TEXT SHOWN.
-------

The opening credits to Michael Moore’s latest film appear against a backdrop of bank surveillance videos, shot during actual bank robberies. As I sat through this assortment of real life holdups – showing robbers sticking guns into tellers’ faces, jumping over counters, quickly grabbing the cash and stuffing it into bags – criminal human behavior that most of us have never experienced – it dawned on me that these bank videos depicted greed at its most intense and personal. This sets the tone for the rest of the film.

A 1960s Encyclopedia Britannica educational film, like the kind many of us saw in grade school, follows next, explaining the fall of the Roman Empire. The clip shows how Roman decadence, including a vast gulf between rich and poor, as well as bread and circuses for the poor, brought the empire down. This is brilliantly intercut with scenes from contemporary America, scenes that the original producers of the Britannica film could never have imagined. It’s as though the decades-old voiceover is describing our own time, instead of the Roman.

Moore then does a great job showing how the general prosperity of post World War 2 America gave way to Reaganism, from whence the looting of this country shifted into gear. Having grown up in a rust belt town in the 1960s – not unlike Flint Michigan – what Moore showed from his youth paralleled my own experience of how good those times were; this must seem unbelievable to younger generations.

A central, if not explicitly stated theme of the movie is how unbridled capitalism is turning our country into a nation of serfs. Wall Street dictates to an impotent government, even to President Ronald Reagan. Destitute citizens are hired by companies to issue foreclosure notices to those who are still clinging onto their homes. Those being evicted from their homes are hired and paid by the bank to clean up their home, before the bank takes it over.

-------

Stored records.
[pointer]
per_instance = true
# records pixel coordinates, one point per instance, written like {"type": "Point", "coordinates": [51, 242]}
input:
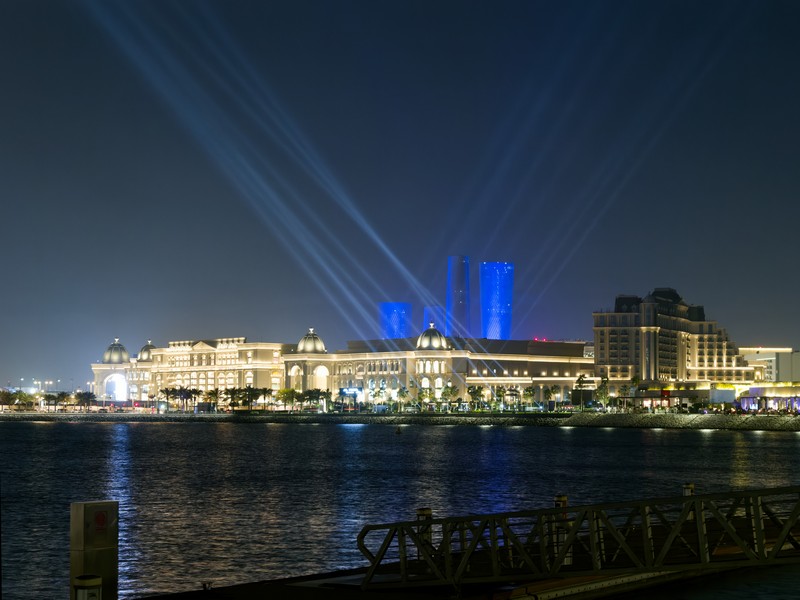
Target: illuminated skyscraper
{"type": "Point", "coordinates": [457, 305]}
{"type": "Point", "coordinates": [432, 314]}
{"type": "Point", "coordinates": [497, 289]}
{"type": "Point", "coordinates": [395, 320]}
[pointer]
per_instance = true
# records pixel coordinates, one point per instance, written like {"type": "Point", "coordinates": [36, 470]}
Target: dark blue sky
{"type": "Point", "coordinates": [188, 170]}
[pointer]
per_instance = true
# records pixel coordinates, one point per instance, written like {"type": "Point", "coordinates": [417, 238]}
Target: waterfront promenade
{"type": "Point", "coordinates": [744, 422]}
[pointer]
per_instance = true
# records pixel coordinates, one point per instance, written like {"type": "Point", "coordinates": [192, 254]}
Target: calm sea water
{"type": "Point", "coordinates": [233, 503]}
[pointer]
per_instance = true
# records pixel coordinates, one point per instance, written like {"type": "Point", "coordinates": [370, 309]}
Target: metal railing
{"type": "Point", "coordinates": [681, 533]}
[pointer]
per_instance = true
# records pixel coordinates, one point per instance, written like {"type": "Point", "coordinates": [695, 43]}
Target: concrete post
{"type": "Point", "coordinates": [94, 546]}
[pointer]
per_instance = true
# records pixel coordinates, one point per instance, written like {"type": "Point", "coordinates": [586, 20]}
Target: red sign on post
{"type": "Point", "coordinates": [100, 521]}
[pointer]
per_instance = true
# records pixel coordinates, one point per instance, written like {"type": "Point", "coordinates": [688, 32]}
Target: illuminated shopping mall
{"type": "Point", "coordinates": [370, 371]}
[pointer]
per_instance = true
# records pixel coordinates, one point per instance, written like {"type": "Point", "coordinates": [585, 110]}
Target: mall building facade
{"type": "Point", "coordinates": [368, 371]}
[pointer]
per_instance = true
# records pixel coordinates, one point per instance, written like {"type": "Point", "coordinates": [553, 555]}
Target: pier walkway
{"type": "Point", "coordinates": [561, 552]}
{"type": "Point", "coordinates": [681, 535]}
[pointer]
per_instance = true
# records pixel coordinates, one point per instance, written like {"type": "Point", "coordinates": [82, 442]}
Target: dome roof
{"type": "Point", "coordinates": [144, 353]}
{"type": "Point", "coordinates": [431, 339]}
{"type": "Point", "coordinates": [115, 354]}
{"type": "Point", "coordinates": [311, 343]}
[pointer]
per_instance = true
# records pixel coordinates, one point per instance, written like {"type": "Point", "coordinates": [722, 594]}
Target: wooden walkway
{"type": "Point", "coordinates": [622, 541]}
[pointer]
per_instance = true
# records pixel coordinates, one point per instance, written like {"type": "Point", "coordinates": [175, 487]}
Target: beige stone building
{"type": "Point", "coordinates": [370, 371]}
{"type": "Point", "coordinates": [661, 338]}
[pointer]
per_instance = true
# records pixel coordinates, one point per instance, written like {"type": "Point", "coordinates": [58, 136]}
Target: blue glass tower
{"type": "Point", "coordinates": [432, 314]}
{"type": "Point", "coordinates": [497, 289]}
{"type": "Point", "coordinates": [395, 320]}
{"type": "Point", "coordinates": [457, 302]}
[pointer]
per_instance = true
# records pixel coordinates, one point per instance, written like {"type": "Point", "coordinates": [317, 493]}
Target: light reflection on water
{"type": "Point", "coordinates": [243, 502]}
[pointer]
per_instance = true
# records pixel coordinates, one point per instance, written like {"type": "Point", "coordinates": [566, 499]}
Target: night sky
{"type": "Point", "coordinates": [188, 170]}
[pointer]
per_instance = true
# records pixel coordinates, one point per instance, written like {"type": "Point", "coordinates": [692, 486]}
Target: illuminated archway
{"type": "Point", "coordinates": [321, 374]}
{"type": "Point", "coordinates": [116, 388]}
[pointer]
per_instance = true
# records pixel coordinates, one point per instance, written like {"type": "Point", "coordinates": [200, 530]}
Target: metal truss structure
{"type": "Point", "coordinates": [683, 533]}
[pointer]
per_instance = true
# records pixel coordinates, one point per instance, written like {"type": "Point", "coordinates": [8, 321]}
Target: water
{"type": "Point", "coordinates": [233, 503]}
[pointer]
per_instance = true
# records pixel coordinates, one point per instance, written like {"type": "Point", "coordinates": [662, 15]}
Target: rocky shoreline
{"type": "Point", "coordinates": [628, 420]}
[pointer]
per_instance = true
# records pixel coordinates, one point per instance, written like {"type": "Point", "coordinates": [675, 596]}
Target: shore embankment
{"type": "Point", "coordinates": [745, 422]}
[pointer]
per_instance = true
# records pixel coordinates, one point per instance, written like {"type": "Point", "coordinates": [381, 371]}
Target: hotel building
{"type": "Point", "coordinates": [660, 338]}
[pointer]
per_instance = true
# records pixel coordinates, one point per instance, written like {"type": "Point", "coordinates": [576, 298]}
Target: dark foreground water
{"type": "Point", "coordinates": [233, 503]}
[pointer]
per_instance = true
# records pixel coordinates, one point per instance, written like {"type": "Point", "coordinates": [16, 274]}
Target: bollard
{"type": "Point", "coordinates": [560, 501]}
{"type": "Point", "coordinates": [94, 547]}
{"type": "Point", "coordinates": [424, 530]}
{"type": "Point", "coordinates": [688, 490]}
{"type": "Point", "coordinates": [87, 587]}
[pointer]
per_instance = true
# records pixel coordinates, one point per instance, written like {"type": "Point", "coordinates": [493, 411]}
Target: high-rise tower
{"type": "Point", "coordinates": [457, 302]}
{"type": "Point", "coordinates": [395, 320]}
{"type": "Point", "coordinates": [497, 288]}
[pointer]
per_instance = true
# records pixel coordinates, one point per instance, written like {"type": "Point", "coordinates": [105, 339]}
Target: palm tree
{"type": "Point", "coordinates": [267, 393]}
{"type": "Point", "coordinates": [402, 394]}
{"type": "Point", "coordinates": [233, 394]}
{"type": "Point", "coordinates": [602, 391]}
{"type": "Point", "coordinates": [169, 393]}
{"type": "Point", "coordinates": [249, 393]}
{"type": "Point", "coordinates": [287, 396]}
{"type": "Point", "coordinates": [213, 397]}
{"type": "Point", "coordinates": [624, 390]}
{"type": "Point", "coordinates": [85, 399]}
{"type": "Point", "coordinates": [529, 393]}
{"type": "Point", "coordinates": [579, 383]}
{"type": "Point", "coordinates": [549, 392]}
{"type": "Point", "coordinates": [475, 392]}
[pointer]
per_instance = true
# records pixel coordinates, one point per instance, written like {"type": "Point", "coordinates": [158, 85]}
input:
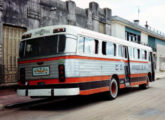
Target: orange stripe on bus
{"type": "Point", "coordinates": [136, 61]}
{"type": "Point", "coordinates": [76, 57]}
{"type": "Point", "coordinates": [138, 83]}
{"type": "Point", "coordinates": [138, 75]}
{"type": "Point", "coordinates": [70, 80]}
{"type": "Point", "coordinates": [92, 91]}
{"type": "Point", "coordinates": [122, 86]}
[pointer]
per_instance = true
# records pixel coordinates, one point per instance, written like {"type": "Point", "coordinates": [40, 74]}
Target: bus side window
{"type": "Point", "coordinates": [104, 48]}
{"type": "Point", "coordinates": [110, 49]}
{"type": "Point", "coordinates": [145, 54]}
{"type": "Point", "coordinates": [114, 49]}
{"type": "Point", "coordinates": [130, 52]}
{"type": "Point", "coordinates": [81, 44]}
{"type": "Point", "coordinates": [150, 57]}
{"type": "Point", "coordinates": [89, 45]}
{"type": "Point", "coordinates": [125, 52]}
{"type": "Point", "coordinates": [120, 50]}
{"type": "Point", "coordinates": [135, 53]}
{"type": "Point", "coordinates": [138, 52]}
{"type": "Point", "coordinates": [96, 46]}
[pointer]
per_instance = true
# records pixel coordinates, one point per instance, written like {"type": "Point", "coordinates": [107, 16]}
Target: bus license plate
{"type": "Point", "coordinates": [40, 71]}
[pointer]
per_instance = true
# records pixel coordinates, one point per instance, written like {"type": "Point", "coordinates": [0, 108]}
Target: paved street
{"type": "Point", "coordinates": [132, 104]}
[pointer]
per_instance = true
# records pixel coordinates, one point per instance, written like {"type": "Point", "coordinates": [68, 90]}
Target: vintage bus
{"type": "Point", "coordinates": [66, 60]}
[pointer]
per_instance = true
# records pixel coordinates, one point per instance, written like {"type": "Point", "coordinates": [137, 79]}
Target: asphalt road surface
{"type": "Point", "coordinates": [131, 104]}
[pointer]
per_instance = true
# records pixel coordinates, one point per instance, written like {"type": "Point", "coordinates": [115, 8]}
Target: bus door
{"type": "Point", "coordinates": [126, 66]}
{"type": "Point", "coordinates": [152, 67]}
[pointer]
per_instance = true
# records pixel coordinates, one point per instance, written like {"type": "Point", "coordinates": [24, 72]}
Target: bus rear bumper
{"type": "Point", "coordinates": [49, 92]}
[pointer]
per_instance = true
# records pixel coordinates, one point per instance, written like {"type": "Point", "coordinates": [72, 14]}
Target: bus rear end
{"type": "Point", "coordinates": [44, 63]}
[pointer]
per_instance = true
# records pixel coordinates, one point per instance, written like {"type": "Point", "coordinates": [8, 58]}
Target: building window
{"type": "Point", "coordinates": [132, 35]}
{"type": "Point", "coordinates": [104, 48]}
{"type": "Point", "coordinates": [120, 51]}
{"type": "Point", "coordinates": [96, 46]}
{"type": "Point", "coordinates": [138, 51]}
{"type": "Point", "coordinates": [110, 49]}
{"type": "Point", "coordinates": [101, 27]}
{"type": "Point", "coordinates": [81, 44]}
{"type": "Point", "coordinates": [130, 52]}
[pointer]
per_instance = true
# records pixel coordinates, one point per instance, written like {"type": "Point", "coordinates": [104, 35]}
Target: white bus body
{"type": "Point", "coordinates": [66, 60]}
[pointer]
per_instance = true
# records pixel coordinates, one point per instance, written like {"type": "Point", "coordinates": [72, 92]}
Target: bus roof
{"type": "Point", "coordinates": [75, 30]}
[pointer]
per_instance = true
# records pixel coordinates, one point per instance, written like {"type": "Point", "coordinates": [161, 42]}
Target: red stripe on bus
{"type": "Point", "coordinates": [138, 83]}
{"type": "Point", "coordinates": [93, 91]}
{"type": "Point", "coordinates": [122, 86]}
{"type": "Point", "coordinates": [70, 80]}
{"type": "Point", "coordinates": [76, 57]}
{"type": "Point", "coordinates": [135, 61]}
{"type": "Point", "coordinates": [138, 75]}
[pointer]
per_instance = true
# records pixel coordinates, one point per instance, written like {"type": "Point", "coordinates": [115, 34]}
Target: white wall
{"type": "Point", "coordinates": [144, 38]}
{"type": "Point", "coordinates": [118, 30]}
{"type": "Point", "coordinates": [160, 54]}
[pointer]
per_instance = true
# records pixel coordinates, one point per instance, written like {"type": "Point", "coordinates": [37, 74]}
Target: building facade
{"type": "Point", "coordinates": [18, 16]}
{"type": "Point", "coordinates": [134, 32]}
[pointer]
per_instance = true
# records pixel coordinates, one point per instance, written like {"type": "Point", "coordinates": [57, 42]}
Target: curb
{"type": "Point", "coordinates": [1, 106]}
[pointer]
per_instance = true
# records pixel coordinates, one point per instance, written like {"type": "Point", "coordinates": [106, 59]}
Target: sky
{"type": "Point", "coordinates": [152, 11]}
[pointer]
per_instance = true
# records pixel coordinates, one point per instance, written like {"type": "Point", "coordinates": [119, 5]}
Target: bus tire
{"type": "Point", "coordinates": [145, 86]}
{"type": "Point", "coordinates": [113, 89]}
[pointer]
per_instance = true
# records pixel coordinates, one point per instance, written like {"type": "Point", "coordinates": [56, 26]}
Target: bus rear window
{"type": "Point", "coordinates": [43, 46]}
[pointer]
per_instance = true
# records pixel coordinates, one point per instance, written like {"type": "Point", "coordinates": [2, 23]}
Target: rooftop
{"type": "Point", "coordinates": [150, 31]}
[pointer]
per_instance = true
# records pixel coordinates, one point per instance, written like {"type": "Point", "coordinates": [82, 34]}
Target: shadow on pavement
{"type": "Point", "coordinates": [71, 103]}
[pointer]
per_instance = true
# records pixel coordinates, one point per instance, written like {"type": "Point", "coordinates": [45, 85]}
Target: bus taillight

-------

WORK TO BE COMPLETED. Please state what the 1960s Encyclopedia Britannica educational film in the film review explains.

REPLY. The fall of the Roman Empire.